**Extracted records**
┌──
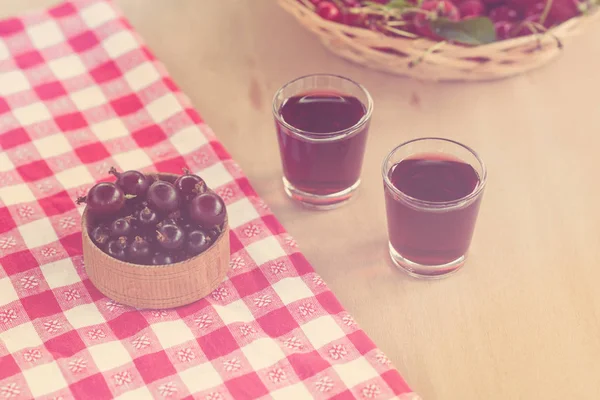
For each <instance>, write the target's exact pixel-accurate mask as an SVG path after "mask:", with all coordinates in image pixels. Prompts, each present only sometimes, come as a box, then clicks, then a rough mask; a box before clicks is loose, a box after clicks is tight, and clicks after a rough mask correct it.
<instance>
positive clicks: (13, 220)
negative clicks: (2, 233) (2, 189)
mask: <svg viewBox="0 0 600 400" xmlns="http://www.w3.org/2000/svg"><path fill="white" fill-rule="evenodd" d="M16 227H17V225H16V224H15V220H14V219H13V218H12V216H11V215H10V211H8V208H6V207H0V233H4V232H8V231H12V230H13V229H15V228H16Z"/></svg>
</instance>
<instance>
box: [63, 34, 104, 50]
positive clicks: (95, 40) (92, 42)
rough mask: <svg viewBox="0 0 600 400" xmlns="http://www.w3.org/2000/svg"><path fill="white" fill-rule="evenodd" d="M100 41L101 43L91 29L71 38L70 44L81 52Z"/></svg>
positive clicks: (93, 45)
mask: <svg viewBox="0 0 600 400" xmlns="http://www.w3.org/2000/svg"><path fill="white" fill-rule="evenodd" d="M98 43H100V42H99V41H98V38H97V37H96V35H95V34H94V32H91V31H87V32H84V33H82V34H80V35H77V36H74V37H72V38H71V39H69V44H70V45H71V47H72V48H73V50H75V51H77V52H79V53H81V52H83V51H85V50H88V49H90V48H92V47H94V46H96V45H97V44H98Z"/></svg>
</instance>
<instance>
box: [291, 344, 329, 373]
mask: <svg viewBox="0 0 600 400" xmlns="http://www.w3.org/2000/svg"><path fill="white" fill-rule="evenodd" d="M288 361H289V362H290V364H292V367H293V368H294V371H296V375H298V378H300V380H305V379H307V378H310V377H311V376H313V375H316V374H318V373H319V372H321V371H324V370H326V369H327V368H329V363H328V362H327V361H325V360H324V359H323V357H321V355H320V354H319V353H318V352H317V351H311V352H310V353H294V354H290V355H289V356H288Z"/></svg>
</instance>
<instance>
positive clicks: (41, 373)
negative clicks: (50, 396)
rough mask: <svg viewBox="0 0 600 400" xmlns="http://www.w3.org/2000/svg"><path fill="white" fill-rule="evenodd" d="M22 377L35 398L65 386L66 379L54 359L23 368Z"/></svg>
mask: <svg viewBox="0 0 600 400" xmlns="http://www.w3.org/2000/svg"><path fill="white" fill-rule="evenodd" d="M23 377H24V378H25V381H26V382H27V387H29V390H31V395H32V396H33V398H36V399H38V398H41V397H42V396H45V395H48V394H50V393H52V392H56V391H57V390H61V389H64V388H66V387H67V381H66V380H65V377H64V376H63V374H62V372H61V371H60V368H59V367H58V364H56V362H54V361H53V362H51V363H49V364H42V365H38V366H35V367H33V368H30V369H25V370H23Z"/></svg>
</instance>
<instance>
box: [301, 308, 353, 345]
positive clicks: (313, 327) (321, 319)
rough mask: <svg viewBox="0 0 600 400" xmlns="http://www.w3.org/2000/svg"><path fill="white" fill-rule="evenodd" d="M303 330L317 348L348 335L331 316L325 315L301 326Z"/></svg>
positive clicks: (311, 342)
mask: <svg viewBox="0 0 600 400" xmlns="http://www.w3.org/2000/svg"><path fill="white" fill-rule="evenodd" d="M301 328H302V331H303V332H304V334H305V335H306V337H307V338H308V340H309V341H310V343H311V344H312V345H313V347H314V348H315V349H320V348H321V347H323V346H325V345H326V344H328V343H331V342H333V341H336V340H338V339H341V338H343V337H345V336H346V334H345V333H344V331H343V330H342V328H340V326H339V325H338V324H337V322H335V320H334V319H333V318H332V317H331V316H329V315H324V316H322V317H319V318H317V319H315V320H312V321H309V322H307V323H306V324H304V325H302V326H301Z"/></svg>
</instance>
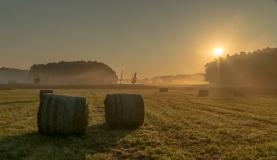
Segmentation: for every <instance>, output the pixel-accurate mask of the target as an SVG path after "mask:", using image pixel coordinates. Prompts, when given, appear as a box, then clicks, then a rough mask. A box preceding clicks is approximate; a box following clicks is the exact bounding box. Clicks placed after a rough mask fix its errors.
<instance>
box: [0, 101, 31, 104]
mask: <svg viewBox="0 0 277 160" xmlns="http://www.w3.org/2000/svg"><path fill="white" fill-rule="evenodd" d="M33 102H36V101H12V102H2V103H0V104H15V103H33Z"/></svg>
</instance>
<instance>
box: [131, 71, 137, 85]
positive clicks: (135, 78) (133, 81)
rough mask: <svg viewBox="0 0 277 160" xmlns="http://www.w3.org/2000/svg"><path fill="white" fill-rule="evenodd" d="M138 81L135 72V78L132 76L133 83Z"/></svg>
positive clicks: (136, 73) (135, 82)
mask: <svg viewBox="0 0 277 160" xmlns="http://www.w3.org/2000/svg"><path fill="white" fill-rule="evenodd" d="M136 82H137V73H136V72H135V74H134V76H133V78H132V81H131V83H133V84H135V83H136Z"/></svg>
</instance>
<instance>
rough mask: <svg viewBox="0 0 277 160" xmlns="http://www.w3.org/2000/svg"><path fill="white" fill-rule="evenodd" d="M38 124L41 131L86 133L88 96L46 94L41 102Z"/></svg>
mask: <svg viewBox="0 0 277 160" xmlns="http://www.w3.org/2000/svg"><path fill="white" fill-rule="evenodd" d="M37 124H38V131H39V133H45V134H56V133H58V134H72V133H76V134H83V133H85V131H86V127H87V125H88V103H87V98H85V97H74V96H67V95H55V94H51V93H46V94H44V96H43V97H42V100H41V101H40V104H39V109H38V113H37Z"/></svg>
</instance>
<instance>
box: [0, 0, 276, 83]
mask: <svg viewBox="0 0 277 160" xmlns="http://www.w3.org/2000/svg"><path fill="white" fill-rule="evenodd" d="M276 16H277V1H276V0H243V1H242V0H232V1H222V0H209V1H207V0H197V1H191V0H172V1H168V0H151V1H149V0H141V1H130V0H121V1H106V0H103V1H102V0H101V1H71V0H63V1H62V0H59V1H35V0H32V1H31V0H26V1H22V0H13V1H10V0H0V67H9V68H19V69H29V68H30V67H31V65H33V64H46V63H49V62H59V61H77V60H85V61H88V60H91V61H99V62H103V63H105V64H107V65H109V66H110V67H111V68H112V69H114V70H115V71H116V72H117V74H118V75H119V74H120V72H121V70H122V69H123V70H124V75H123V78H131V76H132V73H133V72H137V77H138V78H139V79H142V78H152V77H154V76H161V75H176V74H191V73H204V67H203V66H204V65H205V64H206V63H207V62H210V61H213V60H214V59H215V58H217V55H216V54H214V50H215V49H216V48H222V49H223V50H224V52H223V53H222V55H221V56H222V57H225V56H226V55H227V54H230V55H232V54H234V53H239V52H240V51H245V52H252V51H254V50H256V49H262V48H266V47H277V46H276V45H277V29H276V26H277V18H276Z"/></svg>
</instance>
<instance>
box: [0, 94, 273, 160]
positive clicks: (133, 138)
└──
Repeat every line of the data above exactly, but drop the pictures.

For each <instance>, write the target's exact pixel-accurate mask as an SVG path after "mask:", with all coordinates in image pixels. Prompts, each present only sometimes, come as a box, then clicks, then a rough mask; a box before clicks is loose, a box after clicks is tight, and clicks after a rough mask correct it.
<instance>
positive clicks: (13, 220)
negative clicks: (2, 233) (2, 189)
mask: <svg viewBox="0 0 600 400" xmlns="http://www.w3.org/2000/svg"><path fill="white" fill-rule="evenodd" d="M16 227H17V225H16V224H15V220H14V219H13V218H12V216H11V215H10V211H8V208H6V207H0V233H4V232H8V231H12V230H13V229H15V228H16Z"/></svg>
</instance>
<instance>
box: [63, 34, 104, 50]
positive clicks: (95, 40) (92, 42)
rough mask: <svg viewBox="0 0 600 400" xmlns="http://www.w3.org/2000/svg"><path fill="white" fill-rule="evenodd" d="M100 41L101 43L91 29L71 38L70 44L81 52Z"/></svg>
positive clicks: (93, 45)
mask: <svg viewBox="0 0 600 400" xmlns="http://www.w3.org/2000/svg"><path fill="white" fill-rule="evenodd" d="M98 43H100V42H99V41H98V38H97V37H96V35H95V34H94V32H91V31H87V32H84V33H82V34H80V35H77V36H74V37H72V38H71V39H69V44H70V45H71V47H72V48H73V50H75V51H77V52H79V53H81V52H83V51H85V50H88V49H90V48H92V47H94V46H96V45H97V44H98Z"/></svg>
</instance>
<instance>
box: [291, 344, 329, 373]
mask: <svg viewBox="0 0 600 400" xmlns="http://www.w3.org/2000/svg"><path fill="white" fill-rule="evenodd" d="M288 361H289V362H290V364H292V367H293V368H294V371H296V375H298V378H300V380H305V379H307V378H310V377H311V376H313V375H316V374H318V373H319V372H321V371H324V370H326V369H327V368H329V363H328V362H327V361H325V360H324V359H323V357H321V355H320V354H319V353H318V352H317V351H311V352H310V353H294V354H290V355H289V356H288Z"/></svg>
</instance>
<instance>
positive clicks: (41, 373)
negative clicks: (50, 396)
rough mask: <svg viewBox="0 0 600 400" xmlns="http://www.w3.org/2000/svg"><path fill="white" fill-rule="evenodd" d="M22 377L35 398L65 386L66 379L54 359L23 368Z"/></svg>
mask: <svg viewBox="0 0 600 400" xmlns="http://www.w3.org/2000/svg"><path fill="white" fill-rule="evenodd" d="M23 377H24V378H25V381H26V382H27V387H29V390H31V395H32V396H33V398H36V399H38V398H41V397H42V396H45V395H48V394H50V393H52V392H56V391H57V390H61V389H64V388H66V387H67V381H66V380H65V377H64V376H63V374H62V372H61V371H60V368H59V367H58V364H56V362H54V361H53V362H51V363H49V364H42V365H38V366H35V367H33V368H30V369H25V370H23Z"/></svg>
</instance>
<instance>
box: [301, 308, 353, 345]
positive clicks: (313, 327) (321, 319)
rough mask: <svg viewBox="0 0 600 400" xmlns="http://www.w3.org/2000/svg"><path fill="white" fill-rule="evenodd" d="M303 330L317 348L348 335L331 316L325 315L301 326Z"/></svg>
positive clicks: (311, 342)
mask: <svg viewBox="0 0 600 400" xmlns="http://www.w3.org/2000/svg"><path fill="white" fill-rule="evenodd" d="M301 328H302V331H303V332H304V334H305V335H306V337H307V338H308V340H309V341H310V343H311V344H312V345H313V347H314V348H315V349H320V348H321V347H323V346H325V345H326V344H328V343H331V342H333V341H336V340H338V339H341V338H343V337H345V336H346V334H345V333H344V331H343V330H342V328H340V326H339V325H338V324H337V322H335V320H334V319H333V318H332V317H331V316H329V315H324V316H322V317H319V318H317V319H315V320H312V321H309V322H307V323H306V324H304V325H302V326H301Z"/></svg>
</instance>
Segmentation: for every <instance>, output the pixel-accurate mask of the target as an SVG path after "mask:", using image pixel coordinates. Prompts, when given, appear as a box, then clicks, then a rough mask. A box preceding clicks is approximate; a box following clicks is the exact bounding box. Clicks placed after a rough mask fix its errors.
<instance>
box: [0, 101, 31, 104]
mask: <svg viewBox="0 0 277 160" xmlns="http://www.w3.org/2000/svg"><path fill="white" fill-rule="evenodd" d="M33 102H36V101H12V102H2V103H0V104H15V103H33Z"/></svg>
</instance>
<instance>
box: [131, 71, 137, 85]
positive clicks: (135, 78) (133, 81)
rough mask: <svg viewBox="0 0 277 160" xmlns="http://www.w3.org/2000/svg"><path fill="white" fill-rule="evenodd" d="M138 81L135 72V78L132 76L133 83Z"/></svg>
positive clicks: (136, 73) (135, 82)
mask: <svg viewBox="0 0 277 160" xmlns="http://www.w3.org/2000/svg"><path fill="white" fill-rule="evenodd" d="M136 82H137V73H136V72H135V74H134V76H133V78H132V81H131V83H133V84H135V83H136Z"/></svg>
</instance>
<instance>
rough mask: <svg viewBox="0 0 277 160" xmlns="http://www.w3.org/2000/svg"><path fill="white" fill-rule="evenodd" d="M38 124L41 131L86 133L88 96L46 94L41 102Z"/></svg>
mask: <svg viewBox="0 0 277 160" xmlns="http://www.w3.org/2000/svg"><path fill="white" fill-rule="evenodd" d="M37 124H38V131H39V133H45V134H56V133H58V134H72V133H76V134H83V133H85V131H86V127H87V125H88V103H87V98H85V97H74V96H67V95H55V94H51V93H46V94H44V96H43V97H42V100H41V101H40V104H39V109H38V113H37Z"/></svg>
</instance>
<instance>
box: [0, 0, 276, 83]
mask: <svg viewBox="0 0 277 160" xmlns="http://www.w3.org/2000/svg"><path fill="white" fill-rule="evenodd" d="M276 16H277V1H276V0H243V1H242V0H232V1H222V0H209V1H207V0H197V1H191V0H172V1H168V0H151V1H149V0H141V1H130V0H121V1H106V0H103V1H102V0H101V1H71V0H63V1H62V0H59V1H35V0H32V1H31V0H26V1H22V0H13V1H10V0H0V67H9V68H19V69H29V68H30V67H31V65H33V64H46V63H49V62H59V61H77V60H85V61H88V60H91V61H99V62H103V63H105V64H107V65H109V66H110V67H111V68H112V69H114V70H115V71H116V72H117V74H118V75H119V74H120V72H121V70H122V69H123V70H124V75H123V78H131V76H132V73H133V72H137V77H138V78H139V79H142V78H152V77H154V76H161V75H176V74H191V73H204V67H203V66H204V65H205V64H206V63H207V62H210V61H213V60H214V59H215V58H217V55H216V54H214V50H215V49H216V48H222V49H223V50H224V52H223V53H222V55H221V56H222V57H225V56H226V55H227V54H230V55H232V54H234V53H239V52H240V51H245V52H252V51H254V50H256V49H262V48H266V47H277V46H276V45H277V29H276V26H277V18H276Z"/></svg>
</instance>
<instance>
box: [0, 94, 273, 160]
positive clicks: (133, 138)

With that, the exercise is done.